WHAT IS BEING ASKED.
Count the lines in the rows below that contain the string "board", matching case exactly. Reply with the number only.

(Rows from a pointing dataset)
---

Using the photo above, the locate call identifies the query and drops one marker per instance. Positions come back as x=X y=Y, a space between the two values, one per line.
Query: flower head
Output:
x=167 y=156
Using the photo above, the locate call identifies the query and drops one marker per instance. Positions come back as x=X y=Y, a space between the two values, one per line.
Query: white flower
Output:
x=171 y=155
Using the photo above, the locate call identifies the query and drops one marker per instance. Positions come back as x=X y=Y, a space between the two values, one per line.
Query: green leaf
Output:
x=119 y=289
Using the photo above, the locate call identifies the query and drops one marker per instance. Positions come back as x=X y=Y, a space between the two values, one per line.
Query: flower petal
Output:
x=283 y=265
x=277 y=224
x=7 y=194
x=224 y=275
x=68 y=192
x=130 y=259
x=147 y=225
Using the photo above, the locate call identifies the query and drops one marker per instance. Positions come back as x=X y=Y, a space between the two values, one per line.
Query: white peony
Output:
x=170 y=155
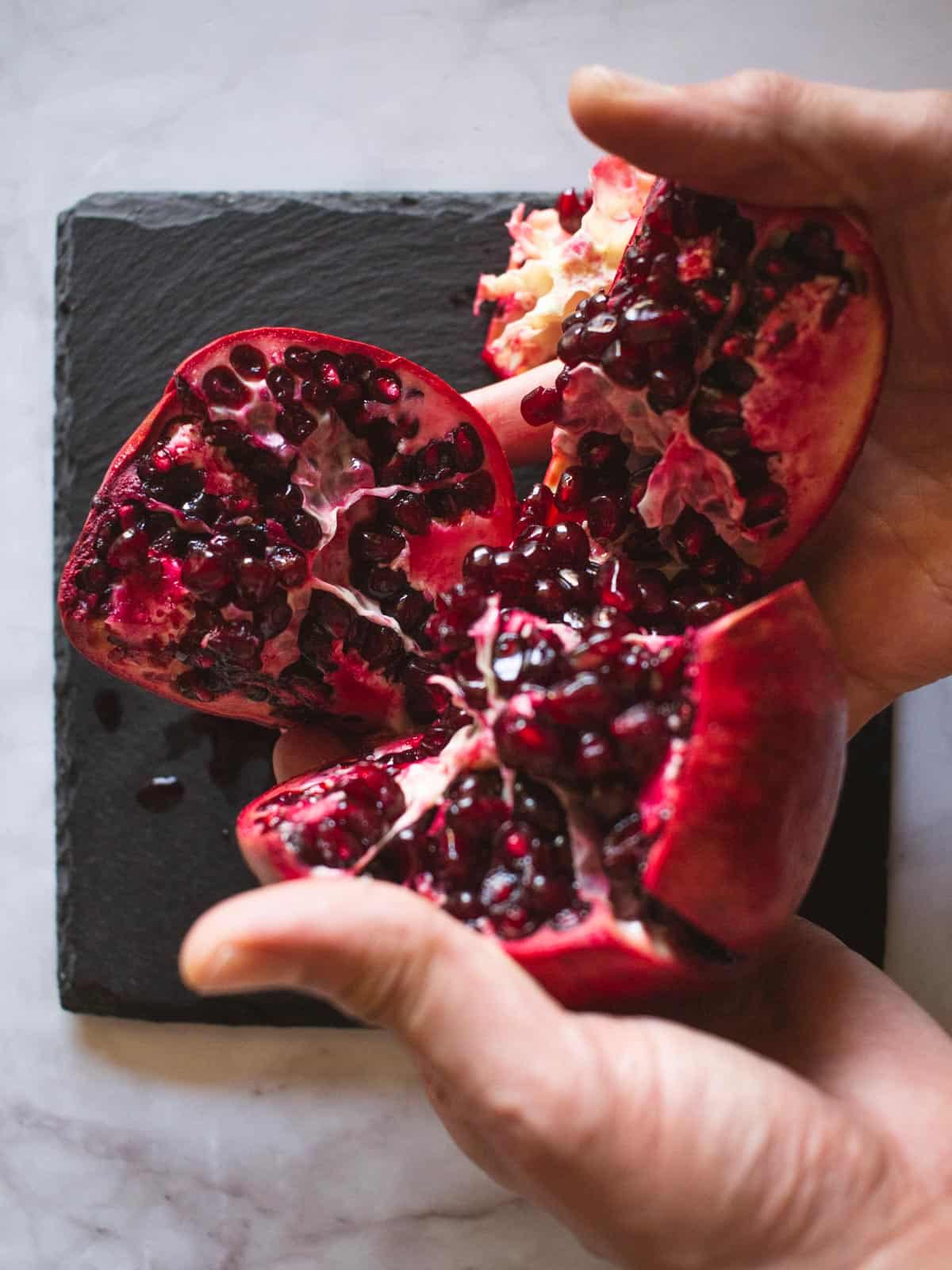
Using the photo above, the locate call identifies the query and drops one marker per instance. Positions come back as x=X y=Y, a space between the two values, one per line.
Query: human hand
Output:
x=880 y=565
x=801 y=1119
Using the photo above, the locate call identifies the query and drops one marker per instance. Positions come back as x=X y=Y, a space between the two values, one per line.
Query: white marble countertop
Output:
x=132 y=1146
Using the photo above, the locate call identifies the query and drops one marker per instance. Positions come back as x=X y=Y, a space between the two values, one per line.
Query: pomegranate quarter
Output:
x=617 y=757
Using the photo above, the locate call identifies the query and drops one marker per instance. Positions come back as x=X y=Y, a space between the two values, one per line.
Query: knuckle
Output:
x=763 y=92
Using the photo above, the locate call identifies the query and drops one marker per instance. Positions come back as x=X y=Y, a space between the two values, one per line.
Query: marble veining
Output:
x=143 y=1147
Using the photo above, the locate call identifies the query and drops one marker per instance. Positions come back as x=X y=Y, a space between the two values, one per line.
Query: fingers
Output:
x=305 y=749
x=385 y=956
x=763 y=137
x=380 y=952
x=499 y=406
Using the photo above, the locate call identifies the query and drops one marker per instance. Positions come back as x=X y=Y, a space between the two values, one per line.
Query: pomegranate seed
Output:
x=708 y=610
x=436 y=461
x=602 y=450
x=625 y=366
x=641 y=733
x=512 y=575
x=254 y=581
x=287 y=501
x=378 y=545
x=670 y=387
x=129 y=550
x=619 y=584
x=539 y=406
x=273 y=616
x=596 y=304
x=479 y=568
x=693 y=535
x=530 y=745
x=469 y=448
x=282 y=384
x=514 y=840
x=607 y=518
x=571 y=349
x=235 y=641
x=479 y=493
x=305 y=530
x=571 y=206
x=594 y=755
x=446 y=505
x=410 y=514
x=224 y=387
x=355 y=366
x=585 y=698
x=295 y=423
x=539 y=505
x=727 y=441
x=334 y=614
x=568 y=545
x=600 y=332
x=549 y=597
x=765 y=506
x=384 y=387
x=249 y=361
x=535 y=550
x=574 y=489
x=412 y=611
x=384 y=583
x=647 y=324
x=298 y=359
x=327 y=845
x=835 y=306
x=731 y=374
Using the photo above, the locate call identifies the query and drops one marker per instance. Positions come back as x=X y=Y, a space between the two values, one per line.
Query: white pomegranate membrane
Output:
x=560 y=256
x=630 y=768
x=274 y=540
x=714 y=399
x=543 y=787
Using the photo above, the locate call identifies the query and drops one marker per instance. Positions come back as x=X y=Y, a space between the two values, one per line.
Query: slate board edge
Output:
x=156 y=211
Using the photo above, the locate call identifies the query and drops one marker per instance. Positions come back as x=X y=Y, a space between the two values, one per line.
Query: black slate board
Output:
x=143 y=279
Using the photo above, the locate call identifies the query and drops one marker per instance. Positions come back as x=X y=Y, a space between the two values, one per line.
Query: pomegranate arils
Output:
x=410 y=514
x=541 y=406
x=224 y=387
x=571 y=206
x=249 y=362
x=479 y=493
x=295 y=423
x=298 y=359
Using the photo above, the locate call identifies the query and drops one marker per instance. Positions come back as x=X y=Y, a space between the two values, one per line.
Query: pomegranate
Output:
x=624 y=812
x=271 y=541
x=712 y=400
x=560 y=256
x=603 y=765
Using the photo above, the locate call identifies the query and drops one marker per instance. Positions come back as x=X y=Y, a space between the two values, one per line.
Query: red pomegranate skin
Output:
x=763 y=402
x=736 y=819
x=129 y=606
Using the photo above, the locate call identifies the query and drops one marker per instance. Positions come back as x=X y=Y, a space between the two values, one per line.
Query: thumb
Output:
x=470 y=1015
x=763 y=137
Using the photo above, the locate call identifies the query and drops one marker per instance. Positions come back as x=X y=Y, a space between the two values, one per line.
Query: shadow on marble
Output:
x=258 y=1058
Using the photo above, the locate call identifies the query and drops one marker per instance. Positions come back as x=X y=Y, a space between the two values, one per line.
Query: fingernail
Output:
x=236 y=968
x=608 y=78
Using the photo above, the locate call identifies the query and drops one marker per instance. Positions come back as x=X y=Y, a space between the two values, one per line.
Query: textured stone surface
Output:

---

WRITTEN SOLUTION.
2